#### RECORDS FOR THIS EXERCISE
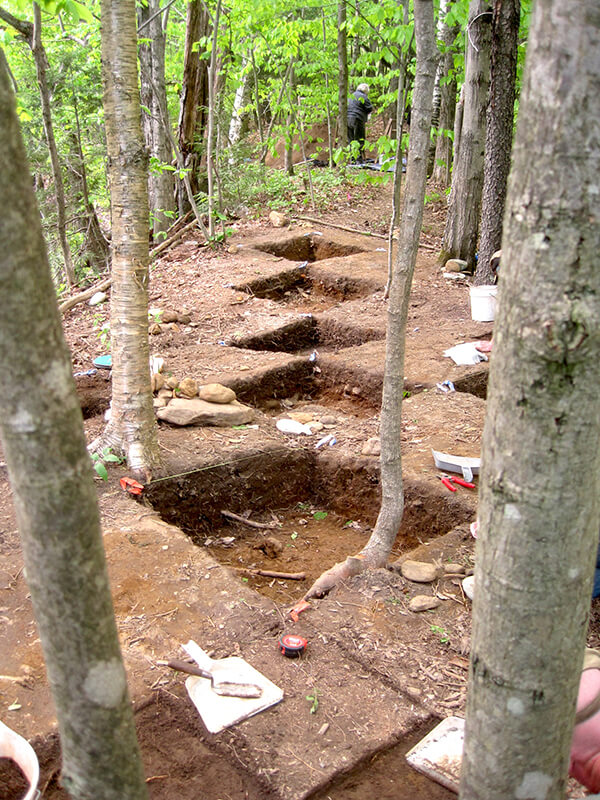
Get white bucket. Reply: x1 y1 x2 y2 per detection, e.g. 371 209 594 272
469 286 498 322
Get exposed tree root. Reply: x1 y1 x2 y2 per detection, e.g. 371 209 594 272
303 553 369 600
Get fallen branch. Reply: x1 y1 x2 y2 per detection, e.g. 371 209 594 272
235 567 306 581
296 216 387 239
150 219 206 260
58 278 112 314
221 509 278 531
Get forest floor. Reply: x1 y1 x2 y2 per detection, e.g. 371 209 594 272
0 177 598 800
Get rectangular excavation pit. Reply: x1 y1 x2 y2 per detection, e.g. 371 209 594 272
228 314 385 353
253 233 366 263
146 447 472 604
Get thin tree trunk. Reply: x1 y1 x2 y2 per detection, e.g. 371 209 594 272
442 0 492 268
363 0 438 566
432 3 459 187
460 0 600 800
474 0 520 284
337 0 348 147
305 0 438 599
138 0 175 239
101 0 159 479
0 49 146 800
177 0 209 216
31 2 75 286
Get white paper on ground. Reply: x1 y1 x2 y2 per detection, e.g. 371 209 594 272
184 640 283 733
0 722 40 800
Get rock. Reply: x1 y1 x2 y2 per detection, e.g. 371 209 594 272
269 211 290 228
198 383 235 404
400 559 437 583
88 292 108 306
408 594 442 611
444 564 465 575
254 536 283 558
177 378 198 398
288 411 313 425
361 436 381 456
444 258 468 272
157 397 254 428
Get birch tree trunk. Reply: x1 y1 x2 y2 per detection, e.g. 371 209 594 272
442 0 492 268
460 0 600 800
474 0 521 284
177 0 210 215
305 0 438 599
432 3 458 187
0 48 146 800
101 0 159 480
137 0 175 239
363 0 438 566
337 0 348 147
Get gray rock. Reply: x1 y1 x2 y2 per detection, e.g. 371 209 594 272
401 559 437 583
361 436 381 456
157 397 254 428
408 594 442 611
198 383 235 403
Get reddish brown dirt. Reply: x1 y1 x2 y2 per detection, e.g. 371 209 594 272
0 180 600 800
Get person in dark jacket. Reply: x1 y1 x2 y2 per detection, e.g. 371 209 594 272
348 83 373 164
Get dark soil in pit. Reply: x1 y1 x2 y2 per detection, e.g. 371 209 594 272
0 181 600 800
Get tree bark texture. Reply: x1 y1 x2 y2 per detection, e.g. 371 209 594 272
475 0 521 284
442 0 491 268
31 2 75 286
337 0 348 147
362 0 438 566
460 0 600 800
178 0 210 215
0 49 146 800
432 7 459 186
137 0 175 238
101 0 158 478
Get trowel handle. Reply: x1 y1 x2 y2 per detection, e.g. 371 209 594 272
158 661 213 680
183 639 214 672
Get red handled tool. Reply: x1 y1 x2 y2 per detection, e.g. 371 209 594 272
437 474 475 492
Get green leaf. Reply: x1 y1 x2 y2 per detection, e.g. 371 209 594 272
94 461 108 481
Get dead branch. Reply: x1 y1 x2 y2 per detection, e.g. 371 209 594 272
296 216 387 239
58 278 112 314
221 509 277 531
235 567 306 581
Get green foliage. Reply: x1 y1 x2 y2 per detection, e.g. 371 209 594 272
90 447 125 481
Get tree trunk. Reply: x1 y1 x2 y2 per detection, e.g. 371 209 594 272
69 92 110 274
442 0 491 268
206 0 221 239
432 4 459 187
305 0 438 599
0 49 146 800
475 0 520 284
460 0 600 800
363 0 438 566
101 0 159 479
137 0 175 239
337 0 348 147
31 2 75 286
177 0 210 216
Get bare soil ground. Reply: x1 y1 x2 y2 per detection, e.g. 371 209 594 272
0 181 597 800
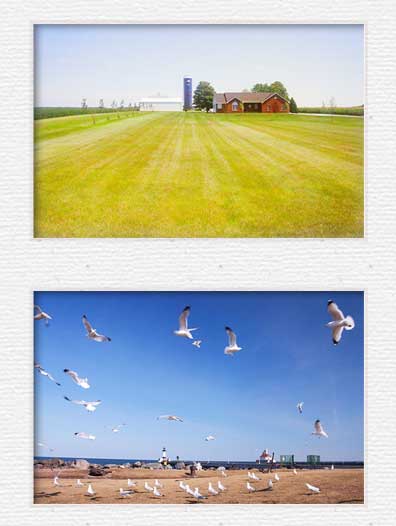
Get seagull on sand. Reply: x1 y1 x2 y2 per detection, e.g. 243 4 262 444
85 484 96 497
153 486 162 497
326 300 355 345
224 327 242 356
63 369 91 389
311 420 329 438
82 314 111 342
194 488 206 499
305 482 320 493
34 363 60 385
33 305 52 325
120 488 133 498
208 482 219 495
157 415 183 422
217 480 227 491
63 396 102 413
144 482 154 491
246 482 256 491
173 306 198 340
74 431 96 440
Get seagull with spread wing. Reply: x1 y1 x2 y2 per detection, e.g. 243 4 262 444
311 420 329 438
82 314 111 342
34 363 60 385
63 369 91 389
173 306 198 340
63 396 102 413
157 415 183 422
326 300 355 345
74 431 96 440
224 327 242 356
33 305 52 325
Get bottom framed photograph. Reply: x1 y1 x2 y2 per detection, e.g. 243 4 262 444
34 291 364 505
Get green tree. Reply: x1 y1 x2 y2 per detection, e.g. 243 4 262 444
193 80 215 112
290 97 298 113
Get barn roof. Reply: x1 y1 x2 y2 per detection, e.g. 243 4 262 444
214 91 286 104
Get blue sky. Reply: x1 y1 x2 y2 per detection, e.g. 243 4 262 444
35 24 364 106
35 292 364 460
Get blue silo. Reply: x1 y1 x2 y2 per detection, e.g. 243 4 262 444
183 77 192 111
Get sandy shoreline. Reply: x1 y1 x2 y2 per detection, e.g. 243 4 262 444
34 468 364 504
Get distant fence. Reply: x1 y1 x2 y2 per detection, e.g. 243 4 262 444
34 106 139 121
298 106 364 116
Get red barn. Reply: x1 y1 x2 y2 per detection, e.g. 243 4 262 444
213 92 290 113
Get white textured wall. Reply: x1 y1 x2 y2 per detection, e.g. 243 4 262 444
0 0 396 526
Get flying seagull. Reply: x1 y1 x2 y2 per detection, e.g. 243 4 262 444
63 396 102 413
82 314 111 342
37 442 55 451
34 363 60 385
305 482 320 493
326 300 355 345
217 480 227 491
33 305 52 325
74 431 96 440
208 482 219 495
63 369 91 389
224 327 242 356
246 482 256 491
111 424 126 433
311 420 329 438
85 484 96 497
173 306 198 340
120 488 133 498
157 415 183 422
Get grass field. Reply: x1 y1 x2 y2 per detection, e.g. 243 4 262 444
35 112 364 237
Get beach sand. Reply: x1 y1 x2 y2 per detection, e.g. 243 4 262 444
34 468 364 504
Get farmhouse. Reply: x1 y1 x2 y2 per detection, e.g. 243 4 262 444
213 91 290 113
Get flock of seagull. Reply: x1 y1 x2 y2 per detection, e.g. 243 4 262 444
53 465 334 500
34 300 355 499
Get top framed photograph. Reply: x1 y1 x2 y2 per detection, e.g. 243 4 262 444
34 24 365 238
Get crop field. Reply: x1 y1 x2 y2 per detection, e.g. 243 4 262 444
35 112 364 237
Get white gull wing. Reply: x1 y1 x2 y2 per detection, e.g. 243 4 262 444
179 306 191 331
225 327 236 347
327 300 345 321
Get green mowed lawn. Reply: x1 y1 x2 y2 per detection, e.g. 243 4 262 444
35 112 364 237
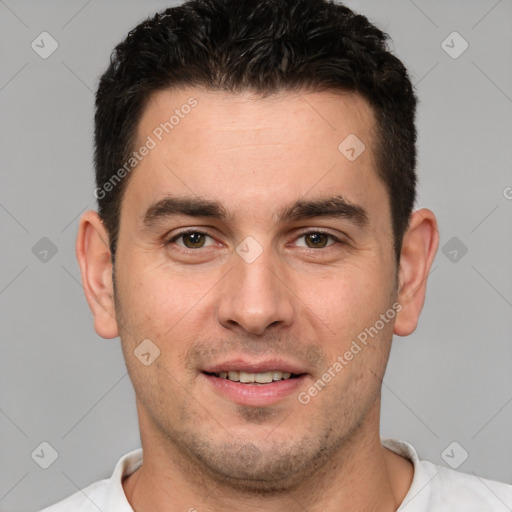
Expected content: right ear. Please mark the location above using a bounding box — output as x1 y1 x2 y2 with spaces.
75 210 119 338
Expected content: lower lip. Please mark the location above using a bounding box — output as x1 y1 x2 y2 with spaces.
201 373 307 405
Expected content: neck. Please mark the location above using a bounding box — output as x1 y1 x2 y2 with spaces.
123 402 413 512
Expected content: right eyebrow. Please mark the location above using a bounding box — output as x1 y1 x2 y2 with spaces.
142 196 232 228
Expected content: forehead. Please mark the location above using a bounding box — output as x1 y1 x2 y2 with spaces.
126 88 387 228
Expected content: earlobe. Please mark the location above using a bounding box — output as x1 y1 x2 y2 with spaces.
394 208 439 336
75 210 119 338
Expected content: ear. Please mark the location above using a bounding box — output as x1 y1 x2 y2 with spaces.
75 210 119 338
394 208 439 336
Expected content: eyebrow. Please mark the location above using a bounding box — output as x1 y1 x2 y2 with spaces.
142 195 368 228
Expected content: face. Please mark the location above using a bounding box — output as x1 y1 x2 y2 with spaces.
111 89 397 489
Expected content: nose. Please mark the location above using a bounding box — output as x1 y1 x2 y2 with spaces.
217 241 297 335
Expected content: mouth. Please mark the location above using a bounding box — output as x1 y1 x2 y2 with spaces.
199 358 312 406
203 370 304 385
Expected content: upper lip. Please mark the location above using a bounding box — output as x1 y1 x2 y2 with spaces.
202 359 306 375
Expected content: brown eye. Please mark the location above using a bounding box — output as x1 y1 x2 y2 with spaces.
167 231 211 249
303 232 332 248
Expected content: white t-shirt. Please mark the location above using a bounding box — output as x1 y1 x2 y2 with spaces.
40 438 512 512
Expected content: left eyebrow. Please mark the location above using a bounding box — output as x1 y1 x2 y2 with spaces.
277 195 369 228
142 195 369 228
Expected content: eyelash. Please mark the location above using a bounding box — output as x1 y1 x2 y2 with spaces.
165 229 344 252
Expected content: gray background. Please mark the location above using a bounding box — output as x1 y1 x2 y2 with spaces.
0 0 512 512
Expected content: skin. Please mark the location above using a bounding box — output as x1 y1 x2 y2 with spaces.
76 88 438 512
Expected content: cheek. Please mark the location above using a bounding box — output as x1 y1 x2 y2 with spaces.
301 260 392 341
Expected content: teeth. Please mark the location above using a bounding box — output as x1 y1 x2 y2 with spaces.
213 370 292 384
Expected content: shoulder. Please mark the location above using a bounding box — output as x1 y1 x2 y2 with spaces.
39 479 110 512
381 438 512 512
39 448 142 512
420 460 512 512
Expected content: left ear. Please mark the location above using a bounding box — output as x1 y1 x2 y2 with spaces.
393 208 439 336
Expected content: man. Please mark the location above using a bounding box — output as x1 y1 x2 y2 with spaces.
39 0 512 512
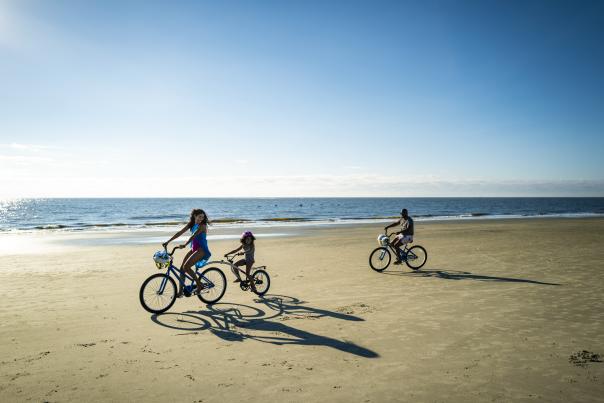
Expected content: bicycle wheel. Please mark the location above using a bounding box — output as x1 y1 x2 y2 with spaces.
369 247 391 271
139 273 176 313
197 267 226 304
252 270 271 296
405 245 428 270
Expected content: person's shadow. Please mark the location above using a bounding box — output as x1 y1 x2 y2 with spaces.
382 269 561 285
151 295 379 358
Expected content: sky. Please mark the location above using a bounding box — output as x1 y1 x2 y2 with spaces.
0 0 604 198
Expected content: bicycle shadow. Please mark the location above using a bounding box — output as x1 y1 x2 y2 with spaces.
382 269 562 286
151 295 379 358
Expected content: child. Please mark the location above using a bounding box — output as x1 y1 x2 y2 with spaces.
224 231 256 292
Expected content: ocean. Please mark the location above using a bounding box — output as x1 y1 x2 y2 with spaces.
0 197 604 232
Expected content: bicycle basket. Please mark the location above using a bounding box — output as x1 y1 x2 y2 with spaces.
378 234 390 246
153 250 172 270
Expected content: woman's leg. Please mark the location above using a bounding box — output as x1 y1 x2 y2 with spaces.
180 249 205 291
245 260 256 293
178 250 193 297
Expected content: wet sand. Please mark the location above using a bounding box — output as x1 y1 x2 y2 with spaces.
0 219 604 402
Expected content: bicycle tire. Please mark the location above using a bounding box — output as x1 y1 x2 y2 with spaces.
369 246 392 272
197 267 226 305
252 270 271 296
138 273 177 314
405 245 428 270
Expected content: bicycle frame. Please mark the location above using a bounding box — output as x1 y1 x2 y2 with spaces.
159 259 214 293
380 233 410 261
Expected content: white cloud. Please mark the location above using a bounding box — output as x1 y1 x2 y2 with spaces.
0 175 604 198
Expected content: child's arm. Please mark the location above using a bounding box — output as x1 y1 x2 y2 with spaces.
225 245 243 256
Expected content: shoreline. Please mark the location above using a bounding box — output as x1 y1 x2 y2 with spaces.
0 213 604 236
0 216 604 257
0 219 604 403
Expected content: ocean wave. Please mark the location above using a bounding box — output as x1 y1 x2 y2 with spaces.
0 212 604 233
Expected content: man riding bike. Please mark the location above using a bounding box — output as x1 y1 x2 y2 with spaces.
384 208 413 264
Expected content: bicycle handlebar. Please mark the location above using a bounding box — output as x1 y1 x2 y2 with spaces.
164 246 180 256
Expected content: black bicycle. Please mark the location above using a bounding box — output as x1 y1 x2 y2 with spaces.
369 231 428 272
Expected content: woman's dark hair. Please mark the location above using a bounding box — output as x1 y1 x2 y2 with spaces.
239 235 256 245
189 208 210 228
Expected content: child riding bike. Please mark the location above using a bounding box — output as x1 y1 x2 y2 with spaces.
224 231 256 292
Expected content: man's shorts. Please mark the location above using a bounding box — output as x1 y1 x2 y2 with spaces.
396 234 413 245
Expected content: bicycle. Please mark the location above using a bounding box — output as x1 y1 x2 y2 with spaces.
369 231 428 272
139 246 226 314
220 252 271 296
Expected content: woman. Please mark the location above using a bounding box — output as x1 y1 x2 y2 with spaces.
162 209 212 298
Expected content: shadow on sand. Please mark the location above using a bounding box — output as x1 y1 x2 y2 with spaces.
151 294 379 358
382 269 561 285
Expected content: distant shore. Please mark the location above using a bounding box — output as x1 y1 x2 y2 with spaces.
0 218 604 402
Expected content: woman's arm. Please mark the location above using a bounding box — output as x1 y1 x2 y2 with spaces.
225 245 243 256
162 224 189 248
184 224 207 246
384 220 401 231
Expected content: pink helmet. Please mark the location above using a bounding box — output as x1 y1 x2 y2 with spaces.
241 231 254 239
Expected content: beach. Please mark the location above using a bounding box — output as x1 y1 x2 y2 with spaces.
0 218 604 402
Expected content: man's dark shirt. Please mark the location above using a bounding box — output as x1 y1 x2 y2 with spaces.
401 217 413 235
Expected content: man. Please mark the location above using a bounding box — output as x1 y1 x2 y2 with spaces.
384 208 413 264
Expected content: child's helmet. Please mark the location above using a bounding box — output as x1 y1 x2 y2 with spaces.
153 250 172 270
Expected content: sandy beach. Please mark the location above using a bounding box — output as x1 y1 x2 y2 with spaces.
0 218 604 402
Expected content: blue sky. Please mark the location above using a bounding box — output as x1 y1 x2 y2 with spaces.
0 0 604 197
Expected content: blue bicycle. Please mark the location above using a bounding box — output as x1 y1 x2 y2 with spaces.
139 247 226 314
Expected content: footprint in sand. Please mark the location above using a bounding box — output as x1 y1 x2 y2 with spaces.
568 350 602 368
336 302 374 315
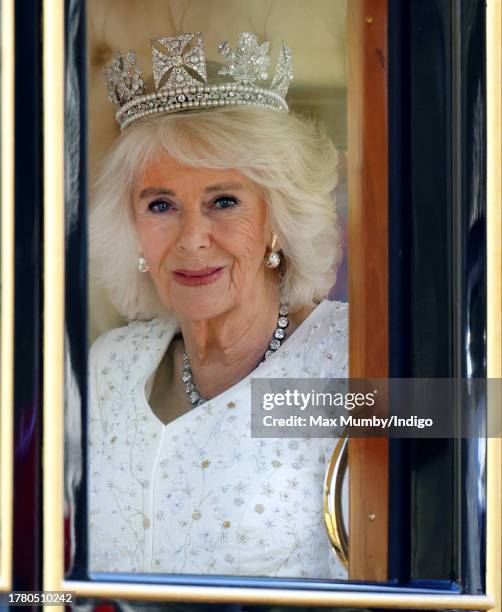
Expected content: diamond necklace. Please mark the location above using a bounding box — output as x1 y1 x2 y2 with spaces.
181 303 289 407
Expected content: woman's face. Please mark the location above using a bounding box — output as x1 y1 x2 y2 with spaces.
133 154 270 320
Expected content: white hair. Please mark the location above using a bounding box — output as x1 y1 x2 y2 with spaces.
89 107 341 319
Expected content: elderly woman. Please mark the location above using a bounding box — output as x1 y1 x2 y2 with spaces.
89 35 347 578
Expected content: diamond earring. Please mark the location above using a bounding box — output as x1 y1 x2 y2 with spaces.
265 233 281 269
138 254 150 273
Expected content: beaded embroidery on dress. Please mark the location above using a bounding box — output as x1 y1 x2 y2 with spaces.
88 301 348 579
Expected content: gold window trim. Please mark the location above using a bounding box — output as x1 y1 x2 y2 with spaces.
43 0 502 612
0 0 14 592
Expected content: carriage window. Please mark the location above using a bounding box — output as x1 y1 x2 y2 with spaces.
82 0 348 579
59 0 494 604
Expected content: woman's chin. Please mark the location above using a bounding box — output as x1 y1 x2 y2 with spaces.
167 292 232 321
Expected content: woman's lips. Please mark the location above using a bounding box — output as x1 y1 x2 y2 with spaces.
172 267 224 287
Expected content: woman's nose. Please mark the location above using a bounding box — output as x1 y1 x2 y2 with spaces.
178 211 211 252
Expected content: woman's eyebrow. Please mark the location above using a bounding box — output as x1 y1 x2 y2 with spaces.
204 183 244 193
139 187 176 199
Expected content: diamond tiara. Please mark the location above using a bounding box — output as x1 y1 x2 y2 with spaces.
104 32 293 129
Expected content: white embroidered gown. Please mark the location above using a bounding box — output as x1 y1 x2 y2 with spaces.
88 301 348 579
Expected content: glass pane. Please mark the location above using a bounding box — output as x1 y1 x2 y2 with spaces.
83 0 348 579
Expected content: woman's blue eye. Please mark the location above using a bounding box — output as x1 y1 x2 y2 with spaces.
148 200 171 213
214 196 239 208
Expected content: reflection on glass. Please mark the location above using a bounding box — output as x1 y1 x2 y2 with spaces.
84 1 348 579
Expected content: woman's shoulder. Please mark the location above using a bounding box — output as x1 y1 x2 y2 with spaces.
302 300 349 377
89 319 175 364
307 299 349 336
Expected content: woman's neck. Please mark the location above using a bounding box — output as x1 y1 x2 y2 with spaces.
180 285 282 399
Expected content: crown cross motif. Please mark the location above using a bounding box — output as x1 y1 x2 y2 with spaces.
152 32 207 91
105 51 144 105
104 32 293 129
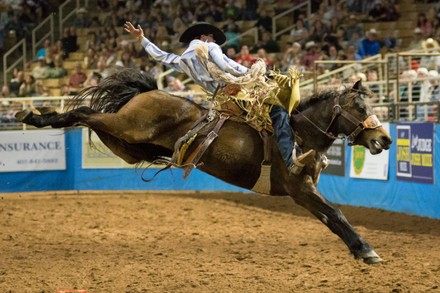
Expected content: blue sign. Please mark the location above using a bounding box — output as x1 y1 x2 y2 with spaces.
396 123 434 184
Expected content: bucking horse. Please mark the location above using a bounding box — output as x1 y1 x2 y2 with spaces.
16 69 392 264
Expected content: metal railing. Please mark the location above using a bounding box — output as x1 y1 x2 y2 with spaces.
3 39 27 85
272 1 311 40
32 14 55 58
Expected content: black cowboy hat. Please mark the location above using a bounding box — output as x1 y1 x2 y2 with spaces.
179 22 226 45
########
SHORT EXERCISE :: Select every line above that contains the string "face", matching case exactly.

EXPECTED ANSWER ::
Expected content: face. Please mark the location above using a bounding box — output as x1 y1 x2 y2 with spaces.
Expected content: woman's face. Please mark the location above using a bounding box — output as x1 y1 x2 y2 with spaces.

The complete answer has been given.